> [WORK INSTRUCTION]
Each line below is to be repeated exactly; any picture is to be left out.

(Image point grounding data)
- - - -

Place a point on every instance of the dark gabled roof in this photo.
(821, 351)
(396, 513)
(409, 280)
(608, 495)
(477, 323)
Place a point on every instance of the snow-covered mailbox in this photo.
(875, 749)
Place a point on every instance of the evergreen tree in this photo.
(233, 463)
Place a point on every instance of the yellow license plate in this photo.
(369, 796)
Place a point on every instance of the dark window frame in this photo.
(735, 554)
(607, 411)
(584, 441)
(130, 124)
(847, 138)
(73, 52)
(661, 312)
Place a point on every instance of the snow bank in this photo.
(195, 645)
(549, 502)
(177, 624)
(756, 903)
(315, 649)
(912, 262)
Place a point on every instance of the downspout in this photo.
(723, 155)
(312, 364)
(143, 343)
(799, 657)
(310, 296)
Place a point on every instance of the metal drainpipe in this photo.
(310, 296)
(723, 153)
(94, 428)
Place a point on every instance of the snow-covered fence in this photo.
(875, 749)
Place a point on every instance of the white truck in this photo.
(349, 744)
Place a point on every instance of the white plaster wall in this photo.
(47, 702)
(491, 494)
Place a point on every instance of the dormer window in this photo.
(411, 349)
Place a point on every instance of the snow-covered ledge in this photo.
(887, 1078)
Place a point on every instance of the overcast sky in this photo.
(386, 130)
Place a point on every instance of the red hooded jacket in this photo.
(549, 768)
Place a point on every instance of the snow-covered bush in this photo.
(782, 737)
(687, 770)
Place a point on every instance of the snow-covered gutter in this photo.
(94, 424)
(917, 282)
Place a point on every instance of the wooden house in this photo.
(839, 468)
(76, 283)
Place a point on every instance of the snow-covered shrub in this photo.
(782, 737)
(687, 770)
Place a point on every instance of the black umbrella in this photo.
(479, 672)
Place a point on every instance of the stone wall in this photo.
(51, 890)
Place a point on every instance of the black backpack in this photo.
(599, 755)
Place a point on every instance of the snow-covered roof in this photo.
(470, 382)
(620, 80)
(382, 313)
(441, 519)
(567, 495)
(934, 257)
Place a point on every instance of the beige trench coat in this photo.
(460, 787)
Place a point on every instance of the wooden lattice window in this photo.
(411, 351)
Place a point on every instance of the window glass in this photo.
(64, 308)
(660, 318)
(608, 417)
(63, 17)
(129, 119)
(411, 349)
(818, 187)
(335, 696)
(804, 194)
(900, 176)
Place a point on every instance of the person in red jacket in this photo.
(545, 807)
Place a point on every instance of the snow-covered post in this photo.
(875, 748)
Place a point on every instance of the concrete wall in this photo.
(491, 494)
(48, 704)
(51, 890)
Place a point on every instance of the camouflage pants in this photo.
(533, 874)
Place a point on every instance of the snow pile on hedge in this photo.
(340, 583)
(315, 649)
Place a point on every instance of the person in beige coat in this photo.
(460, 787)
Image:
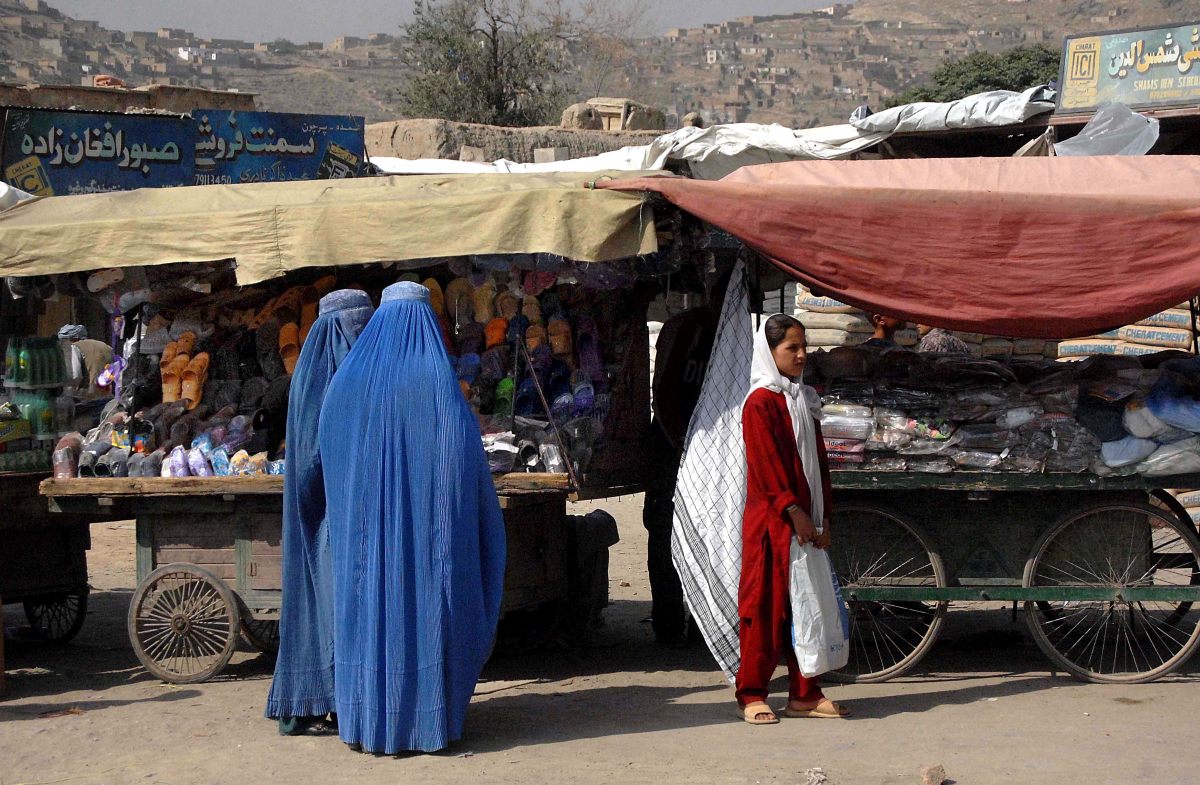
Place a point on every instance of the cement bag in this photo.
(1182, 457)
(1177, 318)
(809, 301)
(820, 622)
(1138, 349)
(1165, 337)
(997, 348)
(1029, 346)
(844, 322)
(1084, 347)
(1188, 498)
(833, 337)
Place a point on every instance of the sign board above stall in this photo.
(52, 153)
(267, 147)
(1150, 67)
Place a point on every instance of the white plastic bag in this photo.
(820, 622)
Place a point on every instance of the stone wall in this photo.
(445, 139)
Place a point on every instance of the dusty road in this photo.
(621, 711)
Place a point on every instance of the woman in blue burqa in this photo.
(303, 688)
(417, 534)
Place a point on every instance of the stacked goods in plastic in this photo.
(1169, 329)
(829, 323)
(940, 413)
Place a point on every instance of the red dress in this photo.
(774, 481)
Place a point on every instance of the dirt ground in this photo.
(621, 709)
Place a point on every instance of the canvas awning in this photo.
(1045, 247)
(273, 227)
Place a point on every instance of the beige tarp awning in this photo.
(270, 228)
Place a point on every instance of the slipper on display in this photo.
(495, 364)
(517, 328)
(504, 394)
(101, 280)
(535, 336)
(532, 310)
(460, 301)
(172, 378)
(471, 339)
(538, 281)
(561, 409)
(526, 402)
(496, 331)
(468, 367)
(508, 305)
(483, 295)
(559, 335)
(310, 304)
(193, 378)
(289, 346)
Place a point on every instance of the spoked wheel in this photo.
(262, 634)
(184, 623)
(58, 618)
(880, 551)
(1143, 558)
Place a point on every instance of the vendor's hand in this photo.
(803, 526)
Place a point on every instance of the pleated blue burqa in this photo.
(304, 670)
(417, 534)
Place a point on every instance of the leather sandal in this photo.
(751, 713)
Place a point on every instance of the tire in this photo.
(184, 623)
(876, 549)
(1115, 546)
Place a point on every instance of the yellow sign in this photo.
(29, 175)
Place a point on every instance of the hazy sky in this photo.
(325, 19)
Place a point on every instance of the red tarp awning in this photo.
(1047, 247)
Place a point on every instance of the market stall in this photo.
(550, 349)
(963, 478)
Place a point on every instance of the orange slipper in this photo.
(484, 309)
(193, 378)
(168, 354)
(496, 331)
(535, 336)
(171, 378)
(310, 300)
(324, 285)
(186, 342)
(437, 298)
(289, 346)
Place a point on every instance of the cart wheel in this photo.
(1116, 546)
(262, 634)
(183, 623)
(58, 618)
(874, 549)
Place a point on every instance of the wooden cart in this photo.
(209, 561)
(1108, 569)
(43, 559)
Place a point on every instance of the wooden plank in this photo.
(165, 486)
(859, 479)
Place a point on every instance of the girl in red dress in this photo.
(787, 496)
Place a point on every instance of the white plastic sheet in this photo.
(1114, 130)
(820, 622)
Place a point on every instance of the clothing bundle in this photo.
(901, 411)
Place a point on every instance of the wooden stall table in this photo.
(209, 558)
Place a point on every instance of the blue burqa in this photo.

- - - -

> [EXERCISE SOLUTION]
Place a point on every instance of the dark gabled roof in this photo.
(821, 351)
(396, 513)
(409, 280)
(608, 495)
(477, 323)
Place a point on every instance of the snow-covered mailbox in this photo.
(875, 749)
Place a point on every instance of the evergreen tree in this photo.
(233, 463)
Place a point on every instance of the yellow license plate in this photo.
(369, 796)
Place a point on every instance of the dark window frame in this photo.
(735, 554)
(607, 411)
(584, 441)
(130, 124)
(847, 138)
(73, 52)
(661, 312)
Place a point on every instance of the snow bank in this photo.
(195, 645)
(549, 502)
(177, 624)
(756, 903)
(315, 649)
(912, 262)
Place a point on every instance of the downspout in this photo.
(723, 155)
(312, 364)
(143, 343)
(799, 657)
(310, 296)
Place a point on every instance of the metal drainpipe in this photo.
(310, 296)
(723, 153)
(94, 428)
Place a point on every instance of the snow-covered fence in this photo.
(875, 749)
Place a point on every instance of the white truck in this photo.
(349, 744)
Place a point on every instance of the white plaster wall in this photo.
(47, 702)
(491, 494)
Place a point on every instance of the dormer window in this photo.
(411, 349)
Place a point on every instance of the snow-covered ledge in this photo.
(887, 1078)
Place a point on every instance of the overcast sky in this photo.
(386, 130)
Place a point on every instance of the red hooded jacket in this photo.
(549, 768)
Place a point on every instance of the snow-covered bush in this photo.
(782, 737)
(687, 770)
Place a point on every instance of the snow-covered gutter in this photo.
(94, 424)
(917, 282)
Place a point on every instance of the wooden house in this photo.
(839, 468)
(76, 283)
Place a point on every instance of the snow-covered shrub in this photo.
(782, 737)
(687, 770)
Place a point on every instance of the black umbrella in this photo.
(479, 672)
Place a point on every instance of the stone wall in this photo.
(51, 890)
Place a point on every instance of the black backpack in this photo.
(599, 755)
Place a point on every instance of the snow-covered roof in this photo.
(470, 382)
(620, 80)
(382, 313)
(441, 519)
(567, 495)
(934, 257)
Place a point on every instance of the beige trench coat in this photo.
(460, 787)
Place a point on every instance of the wooden lattice window in this photo.
(411, 351)
Place a point on every instance of the window glass in this photo.
(64, 308)
(660, 318)
(608, 417)
(63, 17)
(129, 119)
(411, 349)
(818, 187)
(335, 696)
(804, 194)
(900, 176)
Place a point on every instance of the person in red jacket in this photo.
(545, 807)
Place a point on every instance of the snow-covered post in this photo.
(875, 748)
Place a point on every instance of the concrete wall in this photo.
(491, 494)
(48, 704)
(51, 890)
Place a point on every instance of the camouflage pants in this photo.
(533, 874)
Place a point on every instance of the snow pile on hedge in this photo.
(340, 583)
(315, 649)
Place a point on every instance of the person in beige coat in this photo.
(460, 787)
Image:
Place a point on every instance of the cement bag in this photo.
(1182, 457)
(1177, 318)
(809, 301)
(820, 622)
(1138, 349)
(1165, 337)
(997, 348)
(1029, 346)
(844, 322)
(1084, 347)
(1188, 498)
(833, 337)
Place a point on every instance of the sign board above stall in this photo.
(52, 153)
(267, 147)
(1150, 67)
Place a point on every instance of the white plastic bag in this photo.
(820, 622)
Place a point on every instance of the stone wall in this photo.
(445, 139)
Place a point on every instance of the dusty road in this photo.
(621, 711)
Place a point on every instance of the woman in blue burqa in this photo.
(303, 688)
(417, 534)
Place a point on every instance of the stacked goods in plastic in this photo.
(1169, 329)
(829, 323)
(940, 413)
Place a point on every instance of the red dress in this photo.
(774, 481)
Place a point on every instance of the dirt ground in this photo.
(621, 709)
Place a point on every instance of the canvas awning in this photo.
(1045, 247)
(273, 227)
Place a point on every instance of the beige tarp awning in this photo.
(270, 228)
Place a point on every instance of the slipper on display in this photo.
(495, 364)
(517, 328)
(504, 394)
(101, 280)
(535, 336)
(532, 310)
(460, 301)
(172, 378)
(471, 339)
(538, 281)
(561, 409)
(526, 402)
(496, 331)
(468, 367)
(508, 305)
(483, 295)
(559, 335)
(310, 304)
(193, 378)
(289, 346)
Place a point on every instance of the spoked wheel in this photo.
(262, 634)
(184, 623)
(58, 618)
(880, 551)
(1143, 558)
Place a point on every instance of the vendor's hand in this photo.
(803, 526)
Place a point on every instance of the pleated blue burqa in this photo.
(304, 670)
(417, 534)
Place a point on every instance of the leather sandal in this photo.
(751, 713)
Place a point on every instance of the tire in this photo.
(184, 623)
(876, 549)
(1115, 546)
Place a point on every instance of the yellow sign in this photo.
(29, 175)
Place a point on every instance of the hazy sky in this photo.
(325, 19)
Place a point on every instance of the red tarp awning in this photo.
(1047, 247)
Place a point on every instance of the market stall in this photo.
(550, 349)
(963, 478)
Place a point on every instance of the orange slipper in this photo.
(484, 309)
(193, 378)
(168, 354)
(496, 331)
(535, 336)
(171, 378)
(310, 300)
(324, 285)
(186, 342)
(437, 298)
(289, 346)
Place a point on every instance of the cart wheel in this photo.
(1116, 546)
(262, 634)
(183, 623)
(58, 618)
(874, 549)
Place a point on every instance of the wooden cart in this photo.
(209, 561)
(1108, 569)
(43, 559)
Place a point on every instance of the wooden plank in this photo.
(165, 486)
(859, 479)
Place a point on every instance of the girl in red dress in this photo.
(787, 496)
Place a point on every instance of the white plastic sheet in this photo.
(1114, 130)
(820, 622)
Place a point on every instance of the clothing bundle in this photo.
(901, 411)
Place a point on every instance of the wooden stall table in this photo.
(209, 558)
Place a point on every instance of the blue burqa in this photo.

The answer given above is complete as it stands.